━━ RECORDS SHOWN ━━

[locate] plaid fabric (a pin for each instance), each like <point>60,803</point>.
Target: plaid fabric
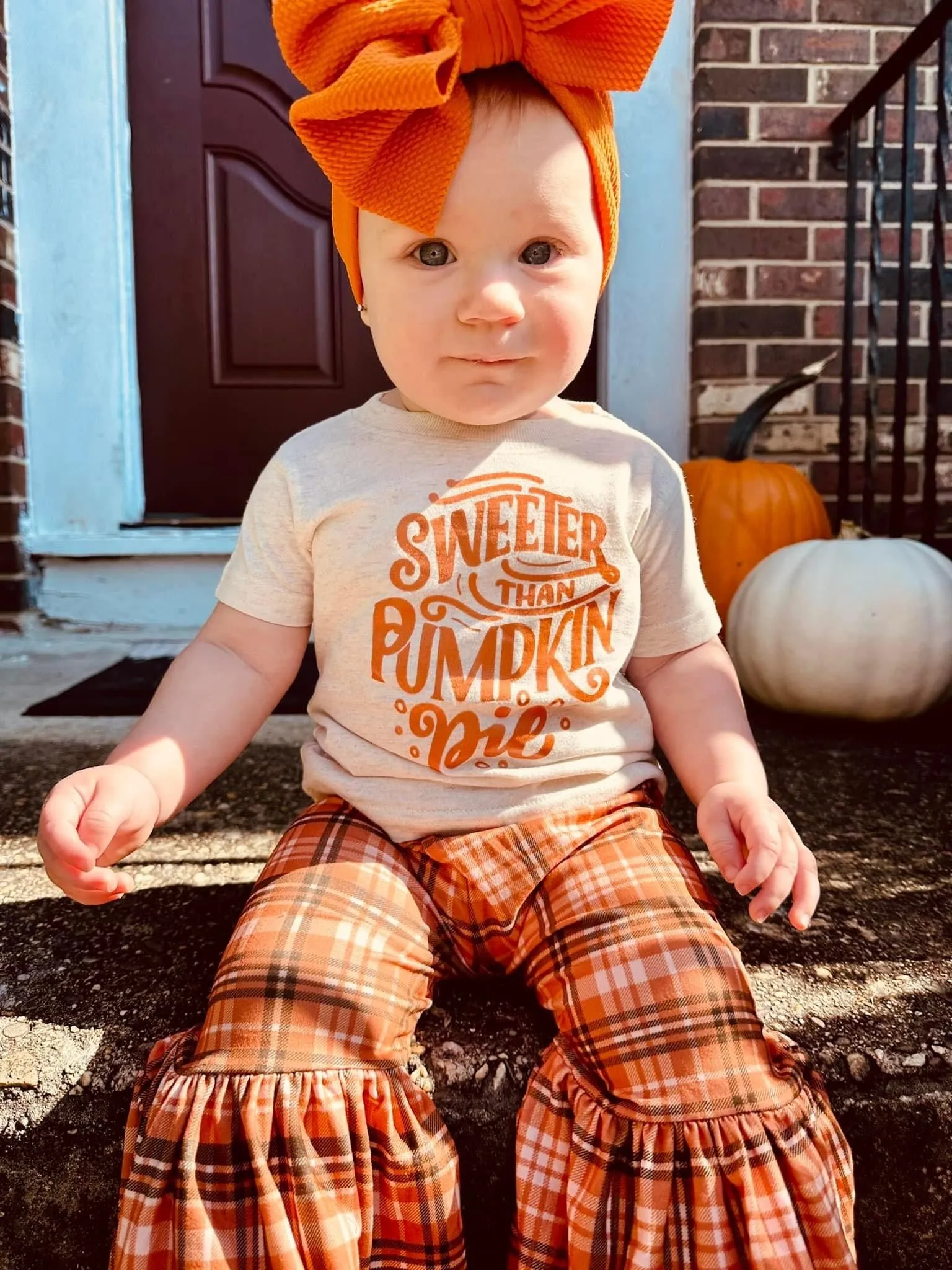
<point>664,1127</point>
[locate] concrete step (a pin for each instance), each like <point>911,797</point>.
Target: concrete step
<point>86,992</point>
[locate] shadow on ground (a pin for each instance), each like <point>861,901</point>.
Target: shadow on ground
<point>871,982</point>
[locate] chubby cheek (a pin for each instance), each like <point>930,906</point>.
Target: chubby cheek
<point>566,332</point>
<point>408,339</point>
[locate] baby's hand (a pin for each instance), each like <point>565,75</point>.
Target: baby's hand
<point>92,819</point>
<point>753,843</point>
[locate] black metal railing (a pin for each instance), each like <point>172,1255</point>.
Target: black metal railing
<point>895,353</point>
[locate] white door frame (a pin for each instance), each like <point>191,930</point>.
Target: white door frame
<point>73,190</point>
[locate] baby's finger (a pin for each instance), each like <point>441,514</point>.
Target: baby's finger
<point>721,841</point>
<point>763,838</point>
<point>806,889</point>
<point>59,837</point>
<point>778,884</point>
<point>100,822</point>
<point>94,886</point>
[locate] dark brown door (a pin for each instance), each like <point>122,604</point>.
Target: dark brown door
<point>248,331</point>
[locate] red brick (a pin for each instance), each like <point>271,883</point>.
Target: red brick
<point>751,243</point>
<point>12,438</point>
<point>716,362</point>
<point>804,203</point>
<point>826,477</point>
<point>829,395</point>
<point>814,45</point>
<point>723,203</point>
<point>723,45</point>
<point>8,286</point>
<point>889,41</point>
<point>752,163</point>
<point>11,402</point>
<point>828,322</point>
<point>799,282</point>
<point>926,126</point>
<point>749,322</point>
<point>796,122</point>
<point>721,123</point>
<point>751,84</point>
<point>778,360</point>
<point>753,11</point>
<point>873,13</point>
<point>716,282</point>
<point>831,244</point>
<point>13,478</point>
<point>710,437</point>
<point>829,167</point>
<point>834,84</point>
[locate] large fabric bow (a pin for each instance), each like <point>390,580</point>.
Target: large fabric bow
<point>387,118</point>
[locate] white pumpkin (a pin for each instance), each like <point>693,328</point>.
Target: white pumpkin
<point>857,628</point>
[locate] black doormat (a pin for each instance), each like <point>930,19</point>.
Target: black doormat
<point>127,687</point>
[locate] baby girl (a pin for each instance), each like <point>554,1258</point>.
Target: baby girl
<point>508,613</point>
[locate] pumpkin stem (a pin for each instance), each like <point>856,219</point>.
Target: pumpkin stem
<point>851,530</point>
<point>747,424</point>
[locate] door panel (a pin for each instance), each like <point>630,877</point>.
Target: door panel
<point>247,327</point>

━━━

* **REQUIRED ACTION**: Reproduce each entry precisely, dropping only the pictures.

* **ANSWER TO THE PROBLEM**:
[locate] plaid fabric (a pin for each instance), each like <point>60,803</point>.
Target: plaid fabric
<point>664,1127</point>
[locate] concrete step (a pin for each instance), each like <point>911,797</point>.
Target: concrete step
<point>86,992</point>
[locate] shadow on ground (a pin for each instance), each like <point>861,901</point>.
Target: shadow on ground
<point>871,982</point>
[locate] chubby cheek (a pin for each instance), each like <point>930,906</point>.
Target: chubby cheek
<point>566,332</point>
<point>408,339</point>
[locate] baby's hand (a pin for each instance), each like <point>565,75</point>.
Target: baby's hand
<point>92,819</point>
<point>753,843</point>
[locate] black metal railing (a pin for each instance), each like <point>172,1255</point>.
Target: black metal railing
<point>895,353</point>
[locate] white door frame (a pin for each instance), each like <point>191,930</point>.
Target: white door frame
<point>73,190</point>
[locate] baby's finger (a pin for each instance), each like <point>441,514</point>.
Target: baby's finger
<point>721,841</point>
<point>763,838</point>
<point>806,889</point>
<point>59,837</point>
<point>778,884</point>
<point>100,822</point>
<point>94,886</point>
[locate] dark brown door (a pin for each instance), each like <point>122,604</point>.
Target: dark brown door
<point>248,331</point>
[locate] red brick (a pin for each instance), each like <point>271,883</point>.
Target: red brick
<point>751,243</point>
<point>12,438</point>
<point>716,362</point>
<point>804,203</point>
<point>826,477</point>
<point>829,395</point>
<point>814,45</point>
<point>723,203</point>
<point>723,45</point>
<point>8,286</point>
<point>889,41</point>
<point>752,163</point>
<point>11,402</point>
<point>828,322</point>
<point>799,282</point>
<point>926,126</point>
<point>749,322</point>
<point>796,122</point>
<point>721,123</point>
<point>751,84</point>
<point>778,360</point>
<point>753,11</point>
<point>873,13</point>
<point>716,282</point>
<point>831,244</point>
<point>13,478</point>
<point>710,437</point>
<point>829,167</point>
<point>834,84</point>
[locate] large fabric bow (a pin for each instance), each like <point>390,580</point>.
Target: large fabric bow
<point>387,118</point>
[locate] white pumpkin (a pin for each instance), each like <point>693,328</point>.
Target: white pumpkin
<point>857,628</point>
[locate] black doormat (a pin for each instance), each like <point>930,19</point>.
Target: black doormat
<point>127,687</point>
[locate] baby girl (a pin for each instance), each like <point>554,1258</point>.
Target: baby girl
<point>508,613</point>
[locate] pumpkin stem (a pin for each instance), each like <point>856,219</point>.
Target: pumpkin stem
<point>851,530</point>
<point>747,424</point>
[locate] door panel (a pin for each instance), each like <point>630,877</point>.
Target: door panel
<point>247,327</point>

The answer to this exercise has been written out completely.